• _Saved entries_:
-*-
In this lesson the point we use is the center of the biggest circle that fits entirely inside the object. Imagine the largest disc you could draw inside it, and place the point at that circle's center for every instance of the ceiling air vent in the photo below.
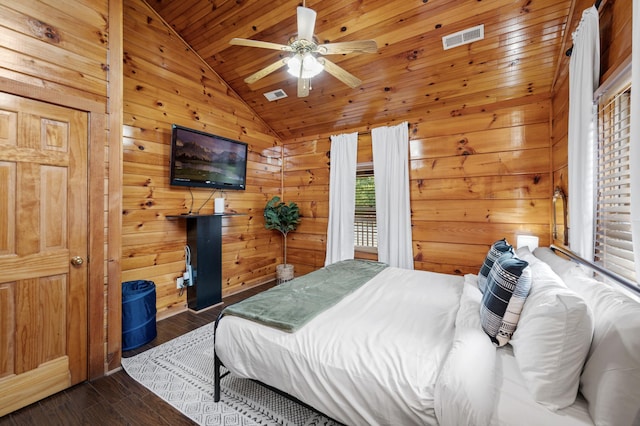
(275, 95)
(463, 37)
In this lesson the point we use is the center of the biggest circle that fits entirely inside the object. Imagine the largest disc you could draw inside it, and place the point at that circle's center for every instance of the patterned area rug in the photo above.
(181, 373)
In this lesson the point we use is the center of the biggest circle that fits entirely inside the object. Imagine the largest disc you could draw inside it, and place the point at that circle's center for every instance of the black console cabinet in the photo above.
(204, 237)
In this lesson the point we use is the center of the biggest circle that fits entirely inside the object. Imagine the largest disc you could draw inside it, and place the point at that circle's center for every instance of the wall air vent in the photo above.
(275, 95)
(463, 37)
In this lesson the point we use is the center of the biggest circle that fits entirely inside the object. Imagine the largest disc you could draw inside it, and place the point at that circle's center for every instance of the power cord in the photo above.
(187, 267)
(191, 207)
(213, 191)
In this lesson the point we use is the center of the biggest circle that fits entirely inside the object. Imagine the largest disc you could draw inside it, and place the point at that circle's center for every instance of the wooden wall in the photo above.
(165, 83)
(615, 49)
(475, 177)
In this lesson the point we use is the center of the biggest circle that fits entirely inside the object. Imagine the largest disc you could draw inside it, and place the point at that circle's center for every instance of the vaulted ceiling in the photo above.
(410, 74)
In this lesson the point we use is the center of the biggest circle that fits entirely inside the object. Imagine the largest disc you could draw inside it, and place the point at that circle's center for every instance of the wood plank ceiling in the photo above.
(411, 74)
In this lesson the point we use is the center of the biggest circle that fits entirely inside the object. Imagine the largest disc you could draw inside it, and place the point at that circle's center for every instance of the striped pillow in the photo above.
(508, 285)
(497, 249)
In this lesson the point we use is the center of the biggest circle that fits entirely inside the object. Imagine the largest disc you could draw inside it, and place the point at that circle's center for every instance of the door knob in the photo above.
(77, 261)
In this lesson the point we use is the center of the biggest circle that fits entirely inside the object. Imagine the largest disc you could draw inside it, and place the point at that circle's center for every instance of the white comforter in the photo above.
(372, 359)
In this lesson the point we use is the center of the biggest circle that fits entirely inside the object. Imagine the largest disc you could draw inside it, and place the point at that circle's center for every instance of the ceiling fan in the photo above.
(307, 59)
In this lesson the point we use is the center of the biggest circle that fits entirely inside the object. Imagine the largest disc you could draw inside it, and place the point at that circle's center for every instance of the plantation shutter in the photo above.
(366, 234)
(613, 241)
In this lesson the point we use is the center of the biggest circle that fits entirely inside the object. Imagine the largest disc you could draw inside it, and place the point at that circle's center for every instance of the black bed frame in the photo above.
(218, 375)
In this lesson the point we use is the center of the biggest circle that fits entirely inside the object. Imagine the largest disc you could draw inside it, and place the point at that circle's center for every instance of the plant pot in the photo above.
(284, 272)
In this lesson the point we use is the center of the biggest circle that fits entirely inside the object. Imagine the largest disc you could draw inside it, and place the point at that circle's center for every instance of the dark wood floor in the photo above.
(117, 399)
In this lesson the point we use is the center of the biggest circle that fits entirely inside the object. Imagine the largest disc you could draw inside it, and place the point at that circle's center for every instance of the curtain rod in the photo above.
(368, 132)
(597, 5)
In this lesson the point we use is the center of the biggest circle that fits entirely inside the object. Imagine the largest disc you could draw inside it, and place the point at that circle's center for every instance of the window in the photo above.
(613, 243)
(365, 228)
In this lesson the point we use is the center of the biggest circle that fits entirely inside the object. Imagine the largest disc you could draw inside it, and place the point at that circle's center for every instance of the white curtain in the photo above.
(584, 75)
(342, 197)
(393, 209)
(634, 151)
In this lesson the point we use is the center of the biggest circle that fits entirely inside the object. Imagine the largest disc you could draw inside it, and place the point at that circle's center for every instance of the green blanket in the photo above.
(292, 304)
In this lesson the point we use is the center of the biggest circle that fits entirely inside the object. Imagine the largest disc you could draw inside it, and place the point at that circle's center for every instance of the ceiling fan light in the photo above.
(309, 64)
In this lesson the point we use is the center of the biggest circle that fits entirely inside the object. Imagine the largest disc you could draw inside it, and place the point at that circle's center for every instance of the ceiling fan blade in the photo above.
(340, 73)
(265, 71)
(258, 43)
(306, 23)
(303, 87)
(361, 46)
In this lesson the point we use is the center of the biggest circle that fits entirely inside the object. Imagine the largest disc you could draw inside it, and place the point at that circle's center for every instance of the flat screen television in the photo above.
(205, 160)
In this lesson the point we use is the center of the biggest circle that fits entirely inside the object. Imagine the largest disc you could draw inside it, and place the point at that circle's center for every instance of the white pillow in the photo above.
(610, 381)
(464, 391)
(553, 338)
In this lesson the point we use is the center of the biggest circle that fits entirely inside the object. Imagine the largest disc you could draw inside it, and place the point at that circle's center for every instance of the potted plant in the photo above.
(284, 218)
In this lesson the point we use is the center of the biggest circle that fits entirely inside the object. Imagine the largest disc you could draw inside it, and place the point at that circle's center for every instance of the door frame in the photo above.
(105, 118)
(97, 132)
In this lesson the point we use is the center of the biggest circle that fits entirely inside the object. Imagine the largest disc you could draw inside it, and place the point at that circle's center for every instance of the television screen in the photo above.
(206, 160)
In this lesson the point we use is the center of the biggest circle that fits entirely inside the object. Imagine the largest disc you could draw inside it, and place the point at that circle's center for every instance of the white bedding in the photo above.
(371, 359)
(406, 348)
(514, 405)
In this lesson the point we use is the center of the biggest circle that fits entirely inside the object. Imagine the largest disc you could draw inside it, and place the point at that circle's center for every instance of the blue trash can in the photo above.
(138, 313)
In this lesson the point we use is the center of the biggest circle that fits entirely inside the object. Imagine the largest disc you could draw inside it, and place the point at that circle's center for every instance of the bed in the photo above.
(408, 347)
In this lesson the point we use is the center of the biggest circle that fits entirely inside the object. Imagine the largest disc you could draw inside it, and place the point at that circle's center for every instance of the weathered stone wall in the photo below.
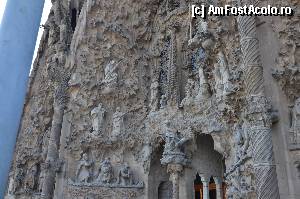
(122, 93)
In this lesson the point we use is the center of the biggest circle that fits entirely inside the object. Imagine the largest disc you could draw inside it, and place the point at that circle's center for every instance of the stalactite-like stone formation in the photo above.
(137, 100)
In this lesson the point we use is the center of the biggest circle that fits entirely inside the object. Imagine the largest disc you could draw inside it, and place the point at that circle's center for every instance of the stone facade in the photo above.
(135, 99)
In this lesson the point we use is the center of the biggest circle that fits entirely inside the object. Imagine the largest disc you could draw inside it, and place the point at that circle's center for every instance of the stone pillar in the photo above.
(18, 33)
(205, 182)
(258, 111)
(52, 161)
(219, 188)
(174, 170)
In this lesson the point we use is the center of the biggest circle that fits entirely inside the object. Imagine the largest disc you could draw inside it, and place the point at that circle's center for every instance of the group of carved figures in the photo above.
(201, 45)
(105, 174)
(98, 118)
(26, 181)
(295, 126)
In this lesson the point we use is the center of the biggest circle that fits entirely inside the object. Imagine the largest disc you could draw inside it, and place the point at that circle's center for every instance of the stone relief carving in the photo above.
(173, 150)
(105, 176)
(125, 176)
(110, 80)
(201, 59)
(19, 178)
(111, 39)
(30, 181)
(105, 172)
(154, 95)
(118, 124)
(98, 117)
(241, 142)
(223, 86)
(163, 102)
(83, 173)
(188, 93)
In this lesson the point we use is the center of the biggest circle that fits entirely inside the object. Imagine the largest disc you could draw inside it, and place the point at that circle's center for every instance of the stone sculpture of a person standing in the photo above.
(83, 173)
(295, 129)
(118, 123)
(98, 114)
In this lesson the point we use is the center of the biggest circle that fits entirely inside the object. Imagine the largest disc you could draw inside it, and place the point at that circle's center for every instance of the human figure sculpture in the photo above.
(30, 179)
(125, 176)
(19, 178)
(173, 150)
(203, 37)
(105, 172)
(241, 142)
(188, 93)
(295, 128)
(203, 85)
(154, 95)
(118, 123)
(98, 114)
(223, 86)
(83, 172)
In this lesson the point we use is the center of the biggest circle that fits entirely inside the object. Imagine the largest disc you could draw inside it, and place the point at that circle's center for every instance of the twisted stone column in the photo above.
(258, 112)
(174, 171)
(52, 161)
(205, 182)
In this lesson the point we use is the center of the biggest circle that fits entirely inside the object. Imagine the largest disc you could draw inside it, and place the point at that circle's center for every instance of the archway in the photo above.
(207, 170)
(159, 186)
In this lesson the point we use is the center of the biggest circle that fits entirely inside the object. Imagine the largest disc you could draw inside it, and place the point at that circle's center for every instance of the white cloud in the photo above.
(46, 11)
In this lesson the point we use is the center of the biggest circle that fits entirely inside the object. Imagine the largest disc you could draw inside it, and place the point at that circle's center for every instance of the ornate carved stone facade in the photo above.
(135, 99)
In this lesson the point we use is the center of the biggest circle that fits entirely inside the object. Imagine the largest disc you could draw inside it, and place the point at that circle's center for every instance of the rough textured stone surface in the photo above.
(133, 99)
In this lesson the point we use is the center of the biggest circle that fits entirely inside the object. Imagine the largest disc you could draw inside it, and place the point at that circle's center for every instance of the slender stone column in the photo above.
(219, 190)
(205, 182)
(52, 162)
(258, 111)
(174, 171)
(18, 33)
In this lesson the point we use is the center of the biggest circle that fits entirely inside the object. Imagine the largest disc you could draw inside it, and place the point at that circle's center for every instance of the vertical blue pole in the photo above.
(18, 33)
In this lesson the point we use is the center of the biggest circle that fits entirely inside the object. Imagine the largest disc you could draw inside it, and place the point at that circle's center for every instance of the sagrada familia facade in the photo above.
(135, 99)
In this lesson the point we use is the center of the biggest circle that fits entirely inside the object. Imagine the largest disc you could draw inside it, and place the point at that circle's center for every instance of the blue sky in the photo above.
(46, 11)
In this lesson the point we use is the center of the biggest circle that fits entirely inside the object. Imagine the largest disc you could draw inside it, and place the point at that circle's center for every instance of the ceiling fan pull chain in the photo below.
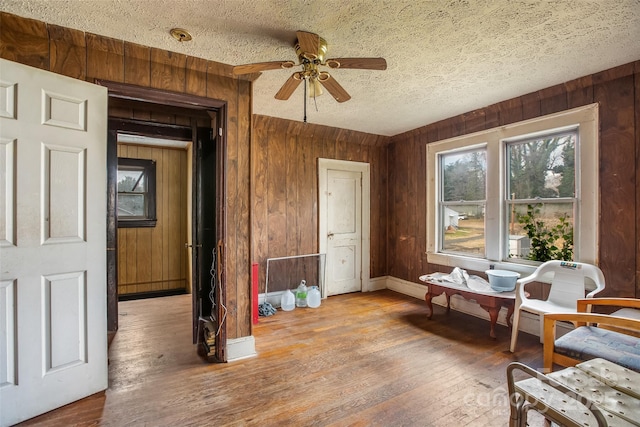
(305, 100)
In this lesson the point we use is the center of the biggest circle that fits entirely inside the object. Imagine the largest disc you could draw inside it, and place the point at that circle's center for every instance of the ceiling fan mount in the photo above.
(311, 51)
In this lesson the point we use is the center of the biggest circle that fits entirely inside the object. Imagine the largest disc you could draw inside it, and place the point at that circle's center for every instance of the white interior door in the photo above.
(53, 331)
(342, 234)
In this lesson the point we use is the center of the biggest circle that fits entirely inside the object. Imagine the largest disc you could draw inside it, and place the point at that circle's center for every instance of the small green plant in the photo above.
(546, 239)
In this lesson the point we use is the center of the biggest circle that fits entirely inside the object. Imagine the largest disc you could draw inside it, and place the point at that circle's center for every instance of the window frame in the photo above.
(149, 170)
(496, 219)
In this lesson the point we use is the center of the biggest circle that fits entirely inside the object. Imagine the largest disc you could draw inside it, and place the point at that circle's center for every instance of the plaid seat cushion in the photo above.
(590, 342)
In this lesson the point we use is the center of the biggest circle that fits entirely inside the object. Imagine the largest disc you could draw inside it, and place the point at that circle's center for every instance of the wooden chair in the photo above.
(607, 336)
(568, 284)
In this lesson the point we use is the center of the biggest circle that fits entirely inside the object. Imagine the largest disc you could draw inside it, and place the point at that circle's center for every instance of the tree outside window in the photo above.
(136, 205)
(541, 198)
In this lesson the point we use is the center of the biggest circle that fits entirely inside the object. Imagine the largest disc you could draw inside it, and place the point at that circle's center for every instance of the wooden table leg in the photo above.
(493, 315)
(427, 298)
(510, 309)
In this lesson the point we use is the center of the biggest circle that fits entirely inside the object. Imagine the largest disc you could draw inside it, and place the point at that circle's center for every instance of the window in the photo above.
(136, 193)
(492, 196)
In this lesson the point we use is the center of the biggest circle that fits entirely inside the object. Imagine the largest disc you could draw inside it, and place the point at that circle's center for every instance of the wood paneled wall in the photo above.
(155, 258)
(618, 93)
(285, 186)
(89, 57)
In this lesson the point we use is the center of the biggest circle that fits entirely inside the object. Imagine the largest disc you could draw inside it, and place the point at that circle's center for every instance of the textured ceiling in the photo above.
(444, 57)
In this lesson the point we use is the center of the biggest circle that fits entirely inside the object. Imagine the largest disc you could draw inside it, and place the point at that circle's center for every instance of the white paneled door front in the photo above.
(53, 329)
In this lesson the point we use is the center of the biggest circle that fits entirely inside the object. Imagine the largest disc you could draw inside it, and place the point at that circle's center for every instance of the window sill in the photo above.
(479, 264)
(137, 223)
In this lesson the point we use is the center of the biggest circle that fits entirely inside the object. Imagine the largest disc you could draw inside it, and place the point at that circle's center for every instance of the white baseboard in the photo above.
(241, 348)
(375, 284)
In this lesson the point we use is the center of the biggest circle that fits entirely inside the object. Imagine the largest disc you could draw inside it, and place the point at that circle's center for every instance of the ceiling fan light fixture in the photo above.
(315, 88)
(180, 34)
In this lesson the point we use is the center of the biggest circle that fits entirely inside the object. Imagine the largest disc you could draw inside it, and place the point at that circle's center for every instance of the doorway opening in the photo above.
(139, 119)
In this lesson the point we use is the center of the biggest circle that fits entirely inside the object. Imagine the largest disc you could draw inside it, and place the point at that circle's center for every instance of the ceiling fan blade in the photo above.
(261, 66)
(289, 87)
(333, 87)
(309, 43)
(358, 63)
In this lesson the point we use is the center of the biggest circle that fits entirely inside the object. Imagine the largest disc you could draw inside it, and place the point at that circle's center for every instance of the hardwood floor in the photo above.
(362, 359)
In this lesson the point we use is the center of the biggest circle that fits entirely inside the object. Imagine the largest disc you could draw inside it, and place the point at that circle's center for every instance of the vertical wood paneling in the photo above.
(154, 259)
(618, 235)
(24, 40)
(157, 237)
(637, 138)
(27, 41)
(168, 70)
(617, 92)
(221, 87)
(243, 251)
(285, 177)
(196, 76)
(105, 58)
(68, 52)
(137, 64)
(259, 168)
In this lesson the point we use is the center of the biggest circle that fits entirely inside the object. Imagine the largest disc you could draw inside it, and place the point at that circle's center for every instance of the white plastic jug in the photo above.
(287, 300)
(301, 294)
(313, 297)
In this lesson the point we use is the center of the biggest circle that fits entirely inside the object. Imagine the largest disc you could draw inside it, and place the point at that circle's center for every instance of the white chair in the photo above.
(568, 285)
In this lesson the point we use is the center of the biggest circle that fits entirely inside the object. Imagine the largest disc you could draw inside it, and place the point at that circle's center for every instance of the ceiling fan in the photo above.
(311, 50)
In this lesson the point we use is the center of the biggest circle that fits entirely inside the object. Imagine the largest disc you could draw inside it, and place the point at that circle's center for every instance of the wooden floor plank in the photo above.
(362, 359)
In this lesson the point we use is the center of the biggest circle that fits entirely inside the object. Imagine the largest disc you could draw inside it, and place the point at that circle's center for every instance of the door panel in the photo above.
(344, 231)
(53, 241)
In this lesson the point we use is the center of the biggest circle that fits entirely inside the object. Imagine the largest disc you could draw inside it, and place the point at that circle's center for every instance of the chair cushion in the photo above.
(590, 342)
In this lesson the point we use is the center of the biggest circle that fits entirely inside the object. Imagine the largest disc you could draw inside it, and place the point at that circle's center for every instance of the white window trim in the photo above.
(586, 222)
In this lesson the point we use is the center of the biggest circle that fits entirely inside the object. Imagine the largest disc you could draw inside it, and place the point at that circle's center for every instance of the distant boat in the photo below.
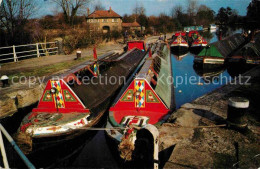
(179, 44)
(75, 102)
(198, 44)
(143, 103)
(214, 54)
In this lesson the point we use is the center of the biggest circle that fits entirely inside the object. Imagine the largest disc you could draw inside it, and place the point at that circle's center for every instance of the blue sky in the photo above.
(153, 7)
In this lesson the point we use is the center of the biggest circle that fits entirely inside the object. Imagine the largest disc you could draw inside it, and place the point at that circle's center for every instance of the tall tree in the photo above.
(70, 8)
(13, 16)
(139, 9)
(177, 11)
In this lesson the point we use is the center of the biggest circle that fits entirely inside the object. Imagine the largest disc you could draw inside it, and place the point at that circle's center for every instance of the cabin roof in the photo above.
(133, 24)
(224, 47)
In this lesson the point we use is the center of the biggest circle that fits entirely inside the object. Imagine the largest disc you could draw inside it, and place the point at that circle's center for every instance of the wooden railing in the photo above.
(15, 53)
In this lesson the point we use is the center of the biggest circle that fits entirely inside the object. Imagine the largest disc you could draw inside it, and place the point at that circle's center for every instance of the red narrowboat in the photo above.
(74, 102)
(143, 103)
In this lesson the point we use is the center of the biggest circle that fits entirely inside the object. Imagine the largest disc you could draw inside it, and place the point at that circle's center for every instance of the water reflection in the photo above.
(206, 80)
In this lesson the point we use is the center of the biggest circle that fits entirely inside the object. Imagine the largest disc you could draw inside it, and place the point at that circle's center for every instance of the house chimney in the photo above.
(88, 11)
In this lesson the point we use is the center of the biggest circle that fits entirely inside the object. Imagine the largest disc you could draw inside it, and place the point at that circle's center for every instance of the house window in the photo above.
(114, 20)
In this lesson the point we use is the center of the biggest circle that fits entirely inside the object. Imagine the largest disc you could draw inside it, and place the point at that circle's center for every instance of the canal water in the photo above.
(97, 154)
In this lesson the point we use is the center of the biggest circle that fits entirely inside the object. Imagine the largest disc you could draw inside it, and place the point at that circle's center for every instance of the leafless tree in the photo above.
(14, 14)
(176, 11)
(139, 9)
(70, 8)
(98, 6)
(192, 7)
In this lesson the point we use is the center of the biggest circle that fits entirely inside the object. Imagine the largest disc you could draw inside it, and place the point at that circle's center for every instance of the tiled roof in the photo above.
(133, 24)
(104, 14)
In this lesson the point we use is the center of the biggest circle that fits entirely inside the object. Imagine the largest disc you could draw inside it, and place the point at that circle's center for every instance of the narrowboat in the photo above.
(143, 103)
(212, 27)
(198, 44)
(179, 44)
(76, 101)
(214, 54)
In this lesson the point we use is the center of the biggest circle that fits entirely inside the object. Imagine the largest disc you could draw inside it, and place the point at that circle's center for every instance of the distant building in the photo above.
(104, 20)
(134, 26)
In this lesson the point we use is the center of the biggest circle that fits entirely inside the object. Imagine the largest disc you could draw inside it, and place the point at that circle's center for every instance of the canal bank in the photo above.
(195, 137)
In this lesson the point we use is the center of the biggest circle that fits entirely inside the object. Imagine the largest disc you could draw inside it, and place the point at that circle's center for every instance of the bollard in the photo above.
(78, 54)
(237, 109)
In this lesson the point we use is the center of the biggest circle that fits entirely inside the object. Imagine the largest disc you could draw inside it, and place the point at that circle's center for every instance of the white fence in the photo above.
(16, 53)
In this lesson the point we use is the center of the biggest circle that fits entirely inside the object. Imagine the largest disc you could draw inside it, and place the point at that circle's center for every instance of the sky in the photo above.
(153, 7)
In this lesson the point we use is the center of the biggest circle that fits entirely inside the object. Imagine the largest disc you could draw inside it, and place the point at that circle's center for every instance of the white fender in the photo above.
(154, 131)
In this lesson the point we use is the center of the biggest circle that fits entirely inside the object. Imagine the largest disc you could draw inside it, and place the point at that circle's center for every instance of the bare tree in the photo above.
(177, 11)
(70, 8)
(14, 14)
(192, 10)
(98, 6)
(192, 7)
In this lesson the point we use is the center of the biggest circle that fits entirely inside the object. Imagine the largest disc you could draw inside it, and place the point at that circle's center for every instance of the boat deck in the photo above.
(94, 92)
-*-
• _INSTRUCTION_: Through the last line of the entries above, beginning at the line containing "fender in the photo above.", transcribe each line exactly, both ends included and nothing more.

• _FULL OUTPUT_:
In this lesson the point we use is the center of the biggest circle that fits entirely inside the object. Imagine the largest disc you could draw inside it, and place the point at that circle's center for every instance of the white fender in the photo above.
(154, 131)
In this lesson the point we use is the center of the biggest circle that fits entirely inside the object. Imagine the largest disc you could draw inside it, and place the point at that circle's center for every instance of the bare tree in the photo above.
(177, 11)
(70, 8)
(14, 14)
(192, 10)
(98, 6)
(192, 7)
In this lesson the point we use is the center of the biggest circle that fits entirely inside the object. Imagine the largest disc you could draw inside it, and place the point at that circle's center for every instance of the boat deck in the photo above.
(94, 92)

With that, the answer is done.